-- start of MATERIAL PROVIDED --

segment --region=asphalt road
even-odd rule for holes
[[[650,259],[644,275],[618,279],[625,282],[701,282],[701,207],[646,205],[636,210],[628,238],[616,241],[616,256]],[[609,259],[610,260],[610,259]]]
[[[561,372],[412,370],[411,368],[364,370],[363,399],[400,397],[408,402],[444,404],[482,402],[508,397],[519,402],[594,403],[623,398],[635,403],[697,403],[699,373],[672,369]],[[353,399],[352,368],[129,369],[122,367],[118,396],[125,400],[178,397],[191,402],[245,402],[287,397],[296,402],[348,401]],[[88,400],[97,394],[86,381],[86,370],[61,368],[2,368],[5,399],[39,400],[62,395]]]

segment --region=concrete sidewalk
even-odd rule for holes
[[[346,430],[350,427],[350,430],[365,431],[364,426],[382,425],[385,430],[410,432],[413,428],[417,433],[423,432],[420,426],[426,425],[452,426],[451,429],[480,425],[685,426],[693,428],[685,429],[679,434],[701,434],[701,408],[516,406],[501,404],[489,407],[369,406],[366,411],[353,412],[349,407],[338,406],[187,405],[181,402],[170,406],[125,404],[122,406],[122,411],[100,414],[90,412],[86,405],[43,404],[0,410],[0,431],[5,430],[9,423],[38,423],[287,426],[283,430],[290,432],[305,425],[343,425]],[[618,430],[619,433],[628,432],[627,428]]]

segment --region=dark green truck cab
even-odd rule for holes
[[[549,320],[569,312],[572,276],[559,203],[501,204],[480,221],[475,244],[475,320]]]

-- end of MATERIAL PROVIDED --

■ WORK INSTRUCTIONS
Update the records above by replacing every instance of "even-odd" with "nonzero". Leave everything else unchanged.

■ COMPLETE RESPONSE
segment --region=asphalt road
nonzero rule for holes
[[[650,259],[644,275],[618,279],[625,282],[701,282],[701,207],[646,205],[636,210],[628,238],[616,241],[616,256]],[[609,259],[610,260],[610,259]]]
[[[561,372],[412,370],[411,368],[364,370],[363,399],[400,397],[408,402],[444,404],[482,402],[508,397],[519,402],[594,403],[623,398],[635,403],[697,403],[699,373],[672,369]],[[353,399],[352,368],[129,369],[122,367],[118,396],[125,400],[178,397],[191,402],[245,402],[287,397],[296,402],[348,401]],[[88,400],[97,394],[86,381],[86,370],[61,368],[2,368],[5,399],[39,400],[62,395]]]

segment --region=concrete sidewalk
nonzero rule for holes
[[[346,430],[350,427],[350,430],[365,431],[364,426],[382,425],[385,430],[410,432],[413,428],[417,433],[423,432],[420,426],[426,425],[452,426],[451,429],[480,425],[685,426],[693,428],[685,429],[679,434],[701,434],[701,408],[516,406],[501,404],[489,407],[369,406],[366,411],[353,412],[349,407],[338,406],[187,405],[181,402],[170,406],[125,404],[122,406],[122,411],[100,414],[90,412],[86,405],[43,404],[0,410],[0,431],[5,430],[9,423],[38,423],[287,426],[283,430],[290,432],[305,425],[343,425]],[[618,430],[619,433],[628,432],[627,428]]]

segment --region=dark green truck cab
nonzero rule for holes
[[[549,320],[569,312],[572,276],[559,203],[501,204],[480,221],[475,244],[475,320]]]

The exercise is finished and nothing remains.